**Exercise brief:**
Without the images, print all the entries below exactly as given.
────────────────────────────────────────
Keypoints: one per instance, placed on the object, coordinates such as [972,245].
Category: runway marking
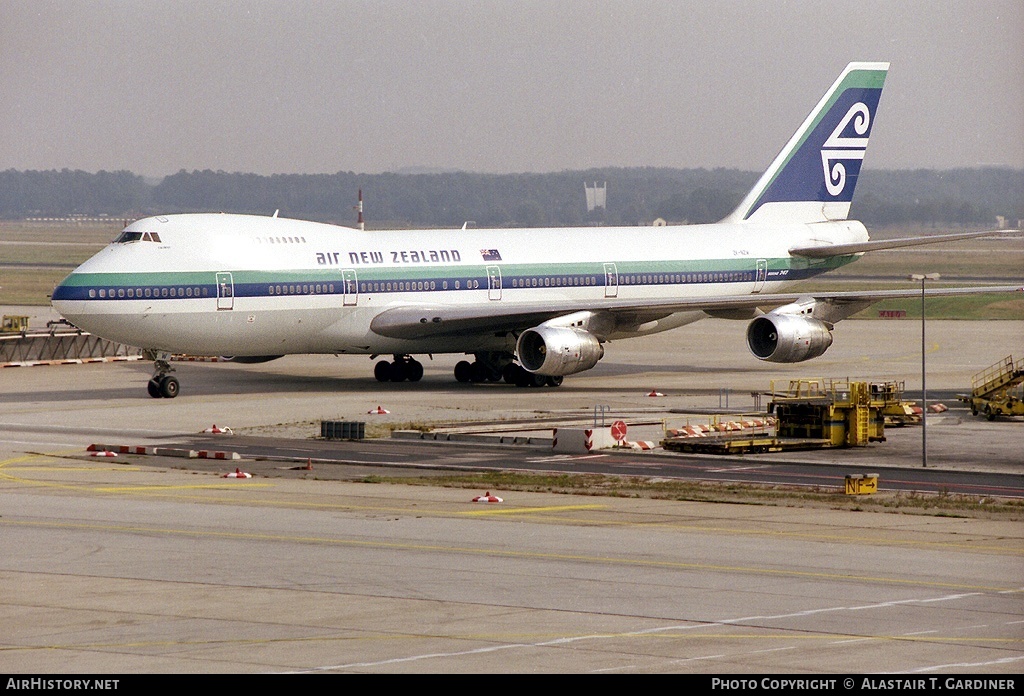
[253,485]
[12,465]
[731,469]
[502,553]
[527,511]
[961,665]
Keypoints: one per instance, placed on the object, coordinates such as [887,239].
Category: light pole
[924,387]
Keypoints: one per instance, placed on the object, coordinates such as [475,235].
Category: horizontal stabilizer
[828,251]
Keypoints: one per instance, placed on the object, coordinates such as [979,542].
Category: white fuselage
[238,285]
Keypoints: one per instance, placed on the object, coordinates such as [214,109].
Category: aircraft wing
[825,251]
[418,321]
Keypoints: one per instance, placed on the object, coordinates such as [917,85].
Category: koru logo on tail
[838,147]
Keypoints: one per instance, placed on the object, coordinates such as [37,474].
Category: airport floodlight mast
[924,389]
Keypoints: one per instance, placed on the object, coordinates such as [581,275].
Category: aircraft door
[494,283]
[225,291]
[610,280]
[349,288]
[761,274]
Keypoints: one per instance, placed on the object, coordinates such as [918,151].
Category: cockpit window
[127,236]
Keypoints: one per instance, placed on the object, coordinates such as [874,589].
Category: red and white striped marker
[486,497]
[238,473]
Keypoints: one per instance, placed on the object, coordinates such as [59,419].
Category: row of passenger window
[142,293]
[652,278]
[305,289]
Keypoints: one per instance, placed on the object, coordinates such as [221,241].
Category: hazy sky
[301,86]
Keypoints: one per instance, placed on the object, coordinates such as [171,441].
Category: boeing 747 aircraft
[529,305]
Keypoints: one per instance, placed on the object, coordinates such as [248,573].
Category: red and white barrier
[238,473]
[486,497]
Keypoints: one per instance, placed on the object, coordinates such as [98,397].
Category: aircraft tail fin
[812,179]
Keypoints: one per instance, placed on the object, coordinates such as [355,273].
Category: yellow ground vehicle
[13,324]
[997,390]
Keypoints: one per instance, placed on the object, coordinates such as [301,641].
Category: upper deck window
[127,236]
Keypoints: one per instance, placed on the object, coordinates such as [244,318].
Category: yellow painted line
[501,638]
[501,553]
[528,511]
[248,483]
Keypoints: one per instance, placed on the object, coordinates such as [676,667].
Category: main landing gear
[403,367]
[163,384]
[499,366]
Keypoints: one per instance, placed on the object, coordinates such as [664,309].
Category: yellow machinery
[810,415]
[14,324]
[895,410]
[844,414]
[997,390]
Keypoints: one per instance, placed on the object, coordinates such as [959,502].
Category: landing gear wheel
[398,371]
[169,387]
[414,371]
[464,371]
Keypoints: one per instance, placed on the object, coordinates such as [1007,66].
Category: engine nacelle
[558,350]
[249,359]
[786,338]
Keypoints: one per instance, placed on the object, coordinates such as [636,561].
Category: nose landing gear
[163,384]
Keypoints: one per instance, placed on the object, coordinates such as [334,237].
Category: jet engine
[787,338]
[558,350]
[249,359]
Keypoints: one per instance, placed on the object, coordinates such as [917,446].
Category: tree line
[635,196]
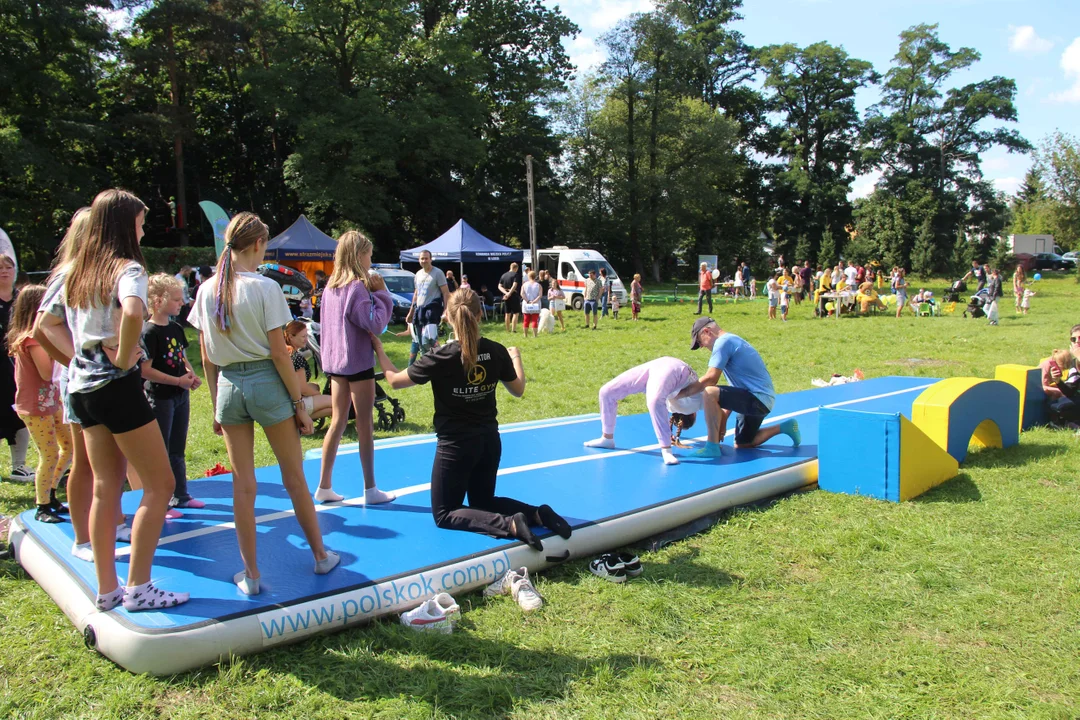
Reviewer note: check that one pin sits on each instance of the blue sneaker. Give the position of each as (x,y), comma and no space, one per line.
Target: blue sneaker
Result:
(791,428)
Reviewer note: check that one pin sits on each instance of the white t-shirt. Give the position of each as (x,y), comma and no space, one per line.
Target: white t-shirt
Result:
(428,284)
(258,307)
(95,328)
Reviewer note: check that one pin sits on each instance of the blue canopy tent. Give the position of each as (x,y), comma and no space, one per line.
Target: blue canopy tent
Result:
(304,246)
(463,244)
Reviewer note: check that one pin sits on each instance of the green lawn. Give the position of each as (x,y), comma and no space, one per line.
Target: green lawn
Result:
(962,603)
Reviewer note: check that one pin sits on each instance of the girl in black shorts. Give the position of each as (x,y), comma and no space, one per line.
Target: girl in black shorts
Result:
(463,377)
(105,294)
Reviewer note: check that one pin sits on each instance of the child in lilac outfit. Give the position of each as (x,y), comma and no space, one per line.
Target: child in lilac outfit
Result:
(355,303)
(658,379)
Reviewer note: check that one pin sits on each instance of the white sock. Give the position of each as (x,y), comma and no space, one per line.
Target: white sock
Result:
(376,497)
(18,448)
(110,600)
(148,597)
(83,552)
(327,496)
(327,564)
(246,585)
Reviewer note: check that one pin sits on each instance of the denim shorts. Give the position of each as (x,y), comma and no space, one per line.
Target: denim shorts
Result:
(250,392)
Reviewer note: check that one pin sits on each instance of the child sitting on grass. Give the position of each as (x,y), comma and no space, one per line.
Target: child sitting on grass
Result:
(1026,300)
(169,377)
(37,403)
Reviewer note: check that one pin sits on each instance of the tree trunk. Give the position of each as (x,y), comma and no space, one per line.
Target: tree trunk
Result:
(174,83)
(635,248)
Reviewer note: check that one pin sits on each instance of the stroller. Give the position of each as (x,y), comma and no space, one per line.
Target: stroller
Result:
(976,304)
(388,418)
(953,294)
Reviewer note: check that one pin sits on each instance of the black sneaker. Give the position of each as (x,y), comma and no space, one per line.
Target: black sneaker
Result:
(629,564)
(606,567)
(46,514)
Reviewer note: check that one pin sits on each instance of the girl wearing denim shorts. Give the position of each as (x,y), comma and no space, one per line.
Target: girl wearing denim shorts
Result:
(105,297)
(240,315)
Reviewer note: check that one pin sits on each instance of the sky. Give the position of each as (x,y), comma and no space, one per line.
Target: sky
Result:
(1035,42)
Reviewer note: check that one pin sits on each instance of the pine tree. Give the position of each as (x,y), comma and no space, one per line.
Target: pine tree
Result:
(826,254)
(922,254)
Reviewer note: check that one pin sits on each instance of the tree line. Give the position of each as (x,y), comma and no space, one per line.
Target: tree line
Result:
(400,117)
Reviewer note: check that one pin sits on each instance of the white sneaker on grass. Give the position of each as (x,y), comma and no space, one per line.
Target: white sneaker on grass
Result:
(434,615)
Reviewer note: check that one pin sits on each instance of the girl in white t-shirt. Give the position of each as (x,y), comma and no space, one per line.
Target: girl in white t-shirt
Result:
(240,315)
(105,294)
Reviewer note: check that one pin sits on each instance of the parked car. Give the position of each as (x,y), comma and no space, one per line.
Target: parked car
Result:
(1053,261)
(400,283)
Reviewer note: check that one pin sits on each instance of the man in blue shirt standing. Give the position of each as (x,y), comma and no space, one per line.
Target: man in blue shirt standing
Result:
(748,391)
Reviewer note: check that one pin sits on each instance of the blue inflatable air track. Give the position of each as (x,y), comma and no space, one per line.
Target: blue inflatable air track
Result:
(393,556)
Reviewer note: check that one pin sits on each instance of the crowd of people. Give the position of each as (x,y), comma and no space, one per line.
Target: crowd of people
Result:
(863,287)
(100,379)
────────────────────────────────────────
**Task response:**
Keypoints: one per instance, placed on the object, coordinates such as [972,245].
Category: runway marking
[253,485]
[12,465]
[731,469]
[502,553]
[527,511]
[961,665]
Keypoints: one per instance, placed on the object, coordinates such as [887,239].
Category: light pole
[924,387]
Keypoints: one per instance, placed on the object, coordinates such as [475,235].
Category: horizontal stabilizer
[828,251]
Keypoints: one per instance, placed on the object, coordinates such as [979,542].
Category: white fuselage
[238,285]
Keypoints: one per instance, placed on the object, coordinates such as [214,109].
Category: aircraft wing
[825,251]
[418,321]
Keypoints: one per instance, placed on the object, coordinates such as [917,85].
Category: koru logo on tail
[838,147]
Keypoints: one per instance, placed on the object, coordinates such as [37,474].
Category: airport floodlight mast
[924,389]
Keypoints: one per instance, placed on the object, coordinates such as [581,275].
Category: aircraft door
[494,283]
[225,291]
[610,280]
[349,288]
[761,274]
Keypoints: one per instance, placed on the object, coordinates such as [918,151].
Category: cockpit window
[127,236]
Keypoints: one per instance, placed on the object, coordinates such as [874,589].
Category: red and white striped marker
[486,497]
[238,473]
Keypoints: one per instance, placed on the object, coordinates such as [59,419].
Category: row of passenger window
[142,293]
[652,278]
[305,289]
Keypoints: one per instance, placed on the object, coordinates such as [221,241].
Category: hazy sky
[301,86]
Keypoints: one per instance, placed on the object, coordinates such as [171,441].
Category: boeing 747 aircraft
[529,305]
Keypoints: one per instance, placed on the object, coordinates such as [248,573].
Category: red and white barrier
[238,473]
[486,497]
Keypoints: one per instance, placed on the object, coordinates such as [98,397].
Category: aircraft tail fin
[812,179]
Keypoints: one per instance, placed on the object, coordinates such as [355,273].
Category: yellow ground vehicle
[13,324]
[997,390]
Keypoints: one per instance, placed on the object, coordinates such as [301,641].
Category: upper deck window
[127,236]
Keypoints: one per instance, placed on the object, coordinates such as [244,318].
Category: yellow painted line
[501,638]
[501,553]
[528,511]
[248,483]
Keypoints: one per instance, placed on the object, coordinates such as [676,667].
Category: main landing gear
[403,367]
[163,384]
[499,366]
Keypoints: one per instance, placed on the object, coordinates such as [664,309].
Category: yellow machinery
[810,415]
[14,324]
[895,410]
[844,414]
[997,390]
Keypoints: one per instance, placed on the object, coordinates such as [959,502].
Category: landing gear wheel
[398,371]
[169,387]
[414,371]
[464,371]
Keypoints: one per instance, placed on the object, coordinates such as [1007,66].
Category: engine nacelle
[558,350]
[249,359]
[786,338]
Keypoints: one per instance, placed on the object, coordinates such as [636,561].
Category: nose landing gear
[163,384]
Keypoints: one per instance, placed on the object, coordinates such as [334,237].
Category: jet engine
[787,338]
[558,350]
[249,359]
Keypoints: one per instance, placed on the object, coordinates such as [917,446].
Category: tree line
[635,196]
Reviewer note: check that one pin sits on each instance of the blue sneaker. Give the position of each as (x,y), comma and no space, one per line.
Target: blue sneaker
Result:
(791,428)
Reviewer note: check that one pin sits on each instance of the white t-shirt. Give the position of each as (x,y), comma and no space, one per line.
Target: white t-shirt
Result:
(428,284)
(258,307)
(95,328)
Reviewer note: check that one pin sits on each instance of the blue canopy tent. Give the position of each as (x,y), comma and no space, one per line.
Target: blue canopy tent
Result:
(304,246)
(463,244)
Reviewer note: check that one pin sits on each instance of the green lawn. Give the position of each as (x,y), comma and no space, one per line.
Target: green lawn
Result:
(962,603)
Reviewer note: check that one pin sits on each instance of the girl in black shorts. Give the position of each as (x,y), comma and no space, one per line.
Target: girl in black shorts
Result:
(463,377)
(105,294)
Reviewer note: check that one pin sits on each instance of the child in lilac outfit. Give the position of each as (x,y), comma and no space, one per line.
Target: child in lilac outfit
Result:
(355,303)
(658,379)
Reviewer note: check that one pin sits on each instance of the white sock. Give the position of each as (x,y), comma and no space, one per line.
Target: white sock
Result:
(376,497)
(18,448)
(110,600)
(148,597)
(83,552)
(327,496)
(327,564)
(246,585)
Reviewer note: check that one pin sits on each instance of the denim shorts. Give the position of each as (x,y), comma and no space, one per line.
Target: denim shorts
Result:
(250,392)
Reviewer note: check that one pin sits on each instance of the child sitting on grass. Give the position of each as (x,y), comma and no space, one per line.
Target: child sitting on grass
Result:
(1026,300)
(169,377)
(37,403)
Reviewer note: check that one pin sits on each instance of the tree trunk. Give the position of each as (x,y), comma and no space, one per line.
Target: tree trunk
Result:
(174,83)
(635,248)
Reviewer note: check that one pin sits on each instance of the stroller. Give the position of each as (x,y), comma and no space, one per line.
Target: stroller
Result:
(976,304)
(388,418)
(953,294)
Reviewer note: check that one pin sits on each instance of the black sneaker. Give the position of each as (x,y), comma and no space, one per line.
Target: black sneaker
Result:
(629,564)
(606,567)
(46,514)
Reviewer note: check that one pin sits on each instance of the girl wearing denim shorts. Give the position of each as (x,y), comma and no space, one per line.
Target: girl wearing denim shorts
Result:
(105,297)
(240,315)
Reviewer note: check that one pin sits on each instance of the sky. Give the position of each as (x,y), comma and no space, one per line.
Target: sky
Result:
(1035,42)
Reviewer note: check that one pin sits on each instance of the pine tree. Give the position of each as (x,y), comma and no space, one per line.
Target: pine tree
Result:
(826,254)
(922,254)
Reviewer note: check that one pin sits on each instance of the tree line. Give the position of each as (x,y), comma and no space, one per line.
Target: tree line
Result:
(400,117)
Reviewer note: check that one pin sits on each instance of the white sneaker on grass. Give the position of each as (x,y), comma and no space, one per line.
Target: white sneaker on grass
Result:
(434,615)
Reviewer note: check that one pin sits on each instance of the girl in white t-shirt. Give the position of each as (x,y), comma and no space, one per line.
Target: girl in white t-shirt
Result:
(240,315)
(105,294)
Reviewer note: check that one pin sits on each instance of the parked car. Give the position of each as (x,y), comma and no space, one per line.
Target: parked car
Result:
(1053,261)
(400,283)
Reviewer note: check that one pin sits on each instance of the man in blue shirt standing. Give the position of each as (x,y), comma and no space, one per line.
Target: man in blue shirt standing
Result:
(748,391)
Reviewer note: check that one pin sits on each instance of the blue inflatable air track. Give the position of each as (x,y), comma and no space, one per line.
Target: blue inflatable air track
Result:
(393,556)
Reviewer note: check that one pin sits on each instance of the crowd of people. Give the position of each as (x,y), comma and no space, one per line.
Target: crowd of people
Result:
(863,287)
(100,379)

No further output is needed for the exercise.